— START OF Given entries —

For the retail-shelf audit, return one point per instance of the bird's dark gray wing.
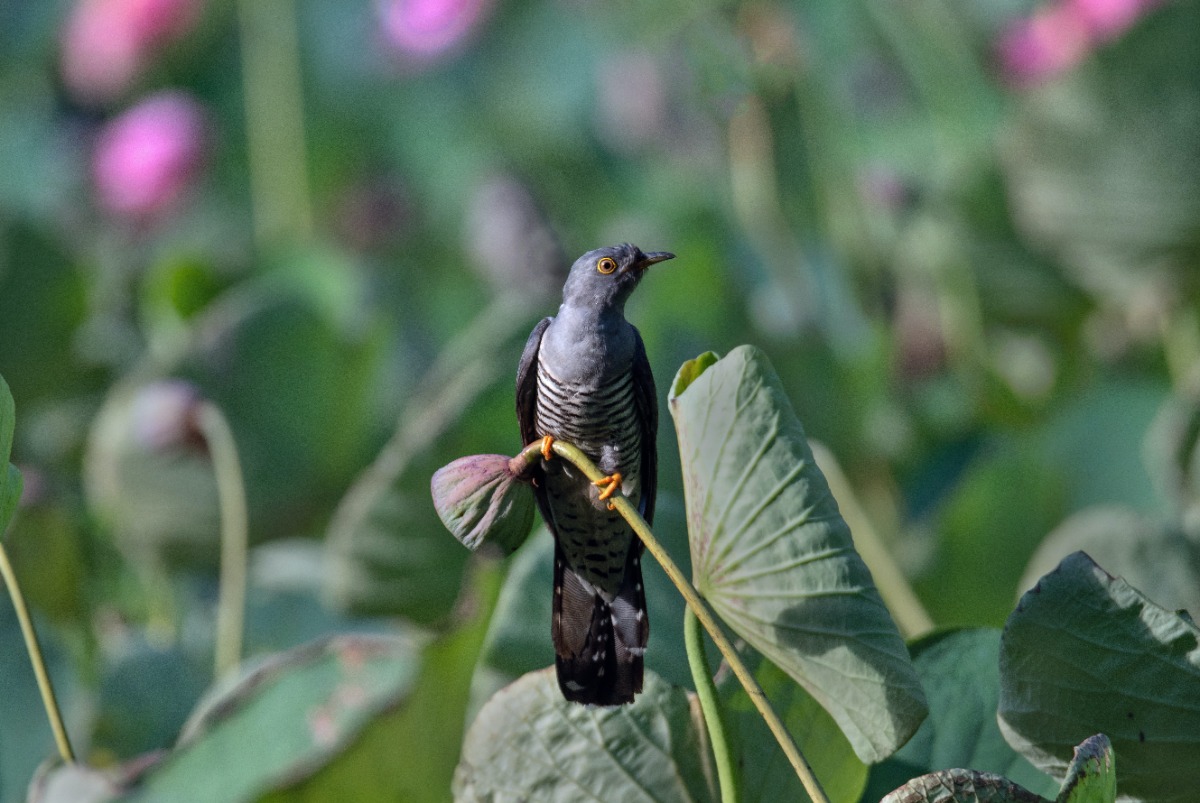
(527, 384)
(646, 397)
(527, 413)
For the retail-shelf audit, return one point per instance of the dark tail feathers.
(600, 643)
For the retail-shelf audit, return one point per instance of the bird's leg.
(610, 484)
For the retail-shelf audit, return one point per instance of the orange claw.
(610, 485)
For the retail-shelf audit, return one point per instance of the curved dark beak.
(653, 258)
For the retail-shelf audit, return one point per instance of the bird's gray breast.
(598, 413)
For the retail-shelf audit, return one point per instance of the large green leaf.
(961, 677)
(528, 743)
(774, 557)
(1084, 653)
(765, 771)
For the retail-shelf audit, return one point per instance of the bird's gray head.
(606, 277)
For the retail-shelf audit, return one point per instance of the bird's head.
(606, 277)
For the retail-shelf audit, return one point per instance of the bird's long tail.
(599, 641)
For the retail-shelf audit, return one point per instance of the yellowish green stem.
(35, 657)
(691, 597)
(706, 691)
(234, 537)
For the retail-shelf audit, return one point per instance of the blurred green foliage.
(981, 294)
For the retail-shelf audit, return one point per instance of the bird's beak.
(653, 258)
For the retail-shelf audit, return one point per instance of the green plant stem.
(274, 105)
(35, 657)
(706, 690)
(691, 597)
(234, 537)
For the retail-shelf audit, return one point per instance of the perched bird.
(585, 378)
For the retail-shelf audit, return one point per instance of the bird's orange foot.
(610, 485)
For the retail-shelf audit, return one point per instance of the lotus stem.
(691, 597)
(706, 691)
(35, 657)
(234, 537)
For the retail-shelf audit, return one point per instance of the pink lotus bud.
(107, 43)
(1048, 43)
(163, 415)
(148, 156)
(425, 29)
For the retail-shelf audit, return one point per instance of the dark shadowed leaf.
(285, 720)
(1086, 653)
(1156, 557)
(774, 557)
(528, 743)
(961, 786)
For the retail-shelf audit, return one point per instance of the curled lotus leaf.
(484, 499)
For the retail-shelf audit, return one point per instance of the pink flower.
(1044, 45)
(148, 156)
(107, 43)
(424, 29)
(1107, 19)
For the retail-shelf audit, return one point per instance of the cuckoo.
(585, 378)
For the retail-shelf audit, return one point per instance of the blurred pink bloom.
(1059, 36)
(1107, 19)
(1044, 45)
(424, 29)
(148, 156)
(106, 43)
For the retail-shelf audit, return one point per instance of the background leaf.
(1086, 653)
(1091, 777)
(299, 711)
(531, 743)
(774, 557)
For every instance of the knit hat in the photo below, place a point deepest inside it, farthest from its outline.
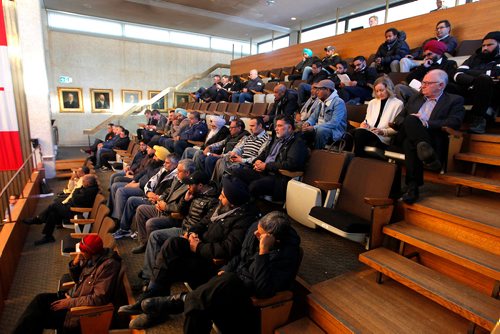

— END OF Given entries —

> **Goal**: Starting at the line containing "blurred pink bloom." and ending at the last line of the items, rewrite every line, requests included. Multiply each point coordinate in the answers by 2.15 and round to whole numbers, with halves rounded up. Leave out the pictures and any lines outside that range.

> **Exercise result**:
For the retail-shelf audit, return one point per instance of the blurred pink bloom.
(2277, 77)
(2380, 41)
(2245, 97)
(912, 62)
(318, 335)
(228, 92)
For the retail-shelf audit, return one point per instance of the background leaf.
(2335, 1404)
(2346, 1671)
(643, 1529)
(1142, 1597)
(1664, 1198)
For every instance of the knit hat in the photo below, place a point deepest inside it, farthest from its outline.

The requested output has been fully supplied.